▶ _Aim of the task_
Print the material below word for word, starting with its first line and going on through the line with "[385,176,468,239]", leaving out the pictures.

* begin *

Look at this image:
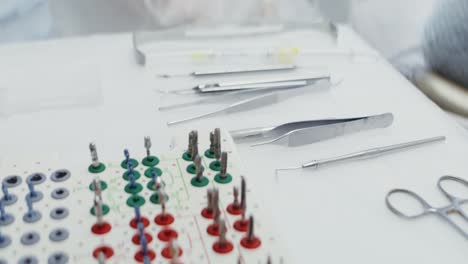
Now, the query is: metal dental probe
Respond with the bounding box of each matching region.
[276,136,445,175]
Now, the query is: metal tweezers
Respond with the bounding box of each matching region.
[230,113,393,147]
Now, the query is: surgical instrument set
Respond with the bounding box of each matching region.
[166,74,331,94]
[230,113,393,147]
[157,64,296,78]
[166,75,331,126]
[276,136,445,175]
[385,176,468,239]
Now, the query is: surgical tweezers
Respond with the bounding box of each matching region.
[230,113,393,147]
[276,136,445,175]
[193,74,330,93]
[158,64,296,78]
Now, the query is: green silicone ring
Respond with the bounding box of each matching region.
[141,156,159,167]
[122,170,141,181]
[150,193,169,204]
[88,163,106,173]
[145,167,162,178]
[205,149,214,159]
[146,180,166,191]
[125,183,143,194]
[187,163,205,174]
[210,160,221,171]
[190,176,210,187]
[182,152,193,161]
[120,159,138,170]
[127,194,145,207]
[89,204,110,215]
[89,181,107,192]
[215,173,232,184]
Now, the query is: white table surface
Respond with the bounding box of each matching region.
[0,27,468,264]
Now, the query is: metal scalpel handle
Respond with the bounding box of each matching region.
[302,136,445,168]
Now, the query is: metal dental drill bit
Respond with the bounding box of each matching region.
[206,189,213,213]
[241,176,247,219]
[169,239,179,263]
[219,152,227,179]
[187,130,195,158]
[189,130,198,160]
[93,177,102,200]
[135,206,141,225]
[247,215,255,241]
[98,251,106,264]
[158,189,166,216]
[153,171,162,192]
[124,149,130,166]
[218,218,227,246]
[232,186,241,208]
[213,189,221,223]
[89,143,100,168]
[214,128,221,160]
[193,155,203,182]
[127,162,136,188]
[145,137,151,159]
[210,132,216,154]
[94,198,104,226]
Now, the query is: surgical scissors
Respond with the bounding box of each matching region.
[385,175,468,239]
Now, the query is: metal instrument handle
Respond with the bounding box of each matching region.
[385,189,436,219]
[437,175,468,222]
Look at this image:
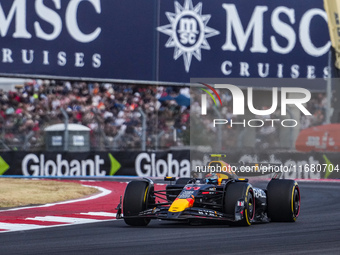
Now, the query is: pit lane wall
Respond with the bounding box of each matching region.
[0,150,340,179]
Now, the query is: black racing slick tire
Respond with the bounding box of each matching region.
[267,179,301,222]
[224,182,255,226]
[123,181,151,226]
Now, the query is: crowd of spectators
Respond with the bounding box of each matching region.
[0,80,189,150]
[0,80,326,150]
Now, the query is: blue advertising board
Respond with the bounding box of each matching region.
[0,0,331,82]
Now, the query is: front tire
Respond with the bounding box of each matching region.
[267,179,300,222]
[224,182,255,226]
[123,181,152,226]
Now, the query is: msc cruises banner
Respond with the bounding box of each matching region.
[0,0,331,82]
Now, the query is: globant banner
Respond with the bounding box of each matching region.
[0,0,331,82]
[0,150,340,179]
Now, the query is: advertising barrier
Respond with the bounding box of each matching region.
[0,0,331,82]
[0,150,340,179]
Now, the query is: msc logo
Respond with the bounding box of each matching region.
[176,17,200,47]
[157,0,220,73]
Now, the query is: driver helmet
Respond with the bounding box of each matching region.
[205,173,218,183]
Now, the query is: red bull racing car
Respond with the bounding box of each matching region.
[117,154,300,226]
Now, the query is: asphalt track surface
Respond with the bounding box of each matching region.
[0,182,340,255]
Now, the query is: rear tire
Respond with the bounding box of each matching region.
[123,181,151,226]
[176,177,192,185]
[267,179,300,222]
[224,182,255,226]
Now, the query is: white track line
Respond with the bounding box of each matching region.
[0,222,43,233]
[0,185,112,212]
[26,216,100,224]
[80,212,117,217]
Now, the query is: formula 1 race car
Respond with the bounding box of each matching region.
[117,154,300,226]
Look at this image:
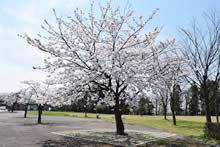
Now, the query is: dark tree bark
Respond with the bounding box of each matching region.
[115,95,125,135]
[170,96,176,126]
[37,104,43,124]
[155,99,158,115]
[24,104,28,118]
[11,102,16,112]
[180,12,220,123]
[163,106,167,120]
[201,82,212,123]
[215,97,219,123]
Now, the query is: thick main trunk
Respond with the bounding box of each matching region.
[24,104,28,118]
[171,110,176,126]
[205,96,212,123]
[37,104,42,124]
[185,104,188,115]
[170,96,176,126]
[215,97,219,123]
[115,97,125,135]
[115,108,125,135]
[11,103,16,112]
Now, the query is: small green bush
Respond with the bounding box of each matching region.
[204,123,220,140]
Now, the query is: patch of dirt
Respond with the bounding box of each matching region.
[41,136,217,147]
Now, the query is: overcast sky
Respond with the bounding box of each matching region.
[0,0,220,92]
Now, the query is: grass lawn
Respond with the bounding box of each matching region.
[28,111,220,144]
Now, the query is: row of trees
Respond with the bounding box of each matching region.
[0,2,220,135]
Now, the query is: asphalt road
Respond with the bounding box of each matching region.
[0,111,165,147]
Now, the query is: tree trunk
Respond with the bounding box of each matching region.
[11,103,16,112]
[163,106,167,120]
[215,96,219,123]
[37,104,43,124]
[115,96,125,135]
[205,96,212,123]
[201,80,212,123]
[24,104,28,118]
[171,110,176,126]
[185,103,188,115]
[170,96,176,126]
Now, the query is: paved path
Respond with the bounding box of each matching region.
[0,112,168,147]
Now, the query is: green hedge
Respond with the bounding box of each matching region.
[204,123,220,140]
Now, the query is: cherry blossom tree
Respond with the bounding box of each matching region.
[20,2,179,135]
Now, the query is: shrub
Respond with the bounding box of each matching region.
[204,123,220,140]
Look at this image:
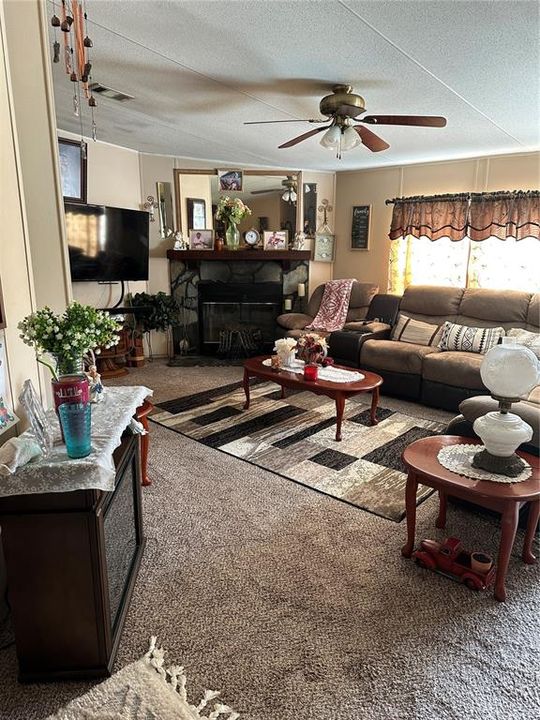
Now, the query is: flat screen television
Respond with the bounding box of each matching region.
[65,203,149,282]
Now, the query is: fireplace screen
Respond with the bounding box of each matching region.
[198,283,282,351]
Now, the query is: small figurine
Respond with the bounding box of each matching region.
[86,365,103,403]
[270,355,283,371]
[292,231,306,250]
[168,230,187,250]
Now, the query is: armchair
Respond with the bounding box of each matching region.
[277,281,379,338]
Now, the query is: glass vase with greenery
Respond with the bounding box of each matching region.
[18,302,123,380]
[128,292,180,357]
[216,196,251,250]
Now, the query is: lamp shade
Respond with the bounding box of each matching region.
[320,125,341,147]
[480,338,540,398]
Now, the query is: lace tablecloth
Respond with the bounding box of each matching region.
[437,445,532,483]
[263,359,365,382]
[0,385,153,496]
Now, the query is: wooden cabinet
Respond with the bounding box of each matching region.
[0,434,144,682]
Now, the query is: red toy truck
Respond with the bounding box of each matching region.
[413,538,495,590]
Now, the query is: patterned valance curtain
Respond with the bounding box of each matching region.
[387,190,540,242]
[389,194,469,242]
[387,191,540,295]
[467,191,540,241]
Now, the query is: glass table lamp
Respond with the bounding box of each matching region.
[472,338,540,477]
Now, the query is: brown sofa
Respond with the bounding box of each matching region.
[360,285,540,410]
[277,280,379,337]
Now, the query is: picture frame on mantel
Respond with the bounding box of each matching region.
[217,170,244,192]
[189,233,214,250]
[313,233,336,262]
[58,137,87,205]
[351,205,371,250]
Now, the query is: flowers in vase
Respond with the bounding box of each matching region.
[216,195,251,225]
[17,302,124,378]
[297,333,328,364]
[274,338,296,355]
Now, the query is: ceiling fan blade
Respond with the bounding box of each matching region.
[360,115,446,127]
[278,125,331,150]
[244,118,328,125]
[353,125,390,152]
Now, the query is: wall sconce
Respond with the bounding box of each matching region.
[317,200,334,232]
[143,195,159,222]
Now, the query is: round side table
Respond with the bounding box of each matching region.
[401,435,540,601]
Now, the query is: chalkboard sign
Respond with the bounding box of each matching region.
[351,205,371,250]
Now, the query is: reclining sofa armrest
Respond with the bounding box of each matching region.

* end *

▶ _Answer for the task_
Look at this image:
Now, the query is: metal dental probe
Respond with the bounding box of each matching region.
[276,136,445,175]
Now, the query is: metal tweezers
Respond with the bounding box of each matching region.
[230,113,393,147]
Now, the query is: surgical instrument set
Respond with the bounding box of each matching region.
[166,74,331,94]
[230,113,393,147]
[157,64,296,78]
[166,75,331,126]
[276,136,445,175]
[385,176,468,239]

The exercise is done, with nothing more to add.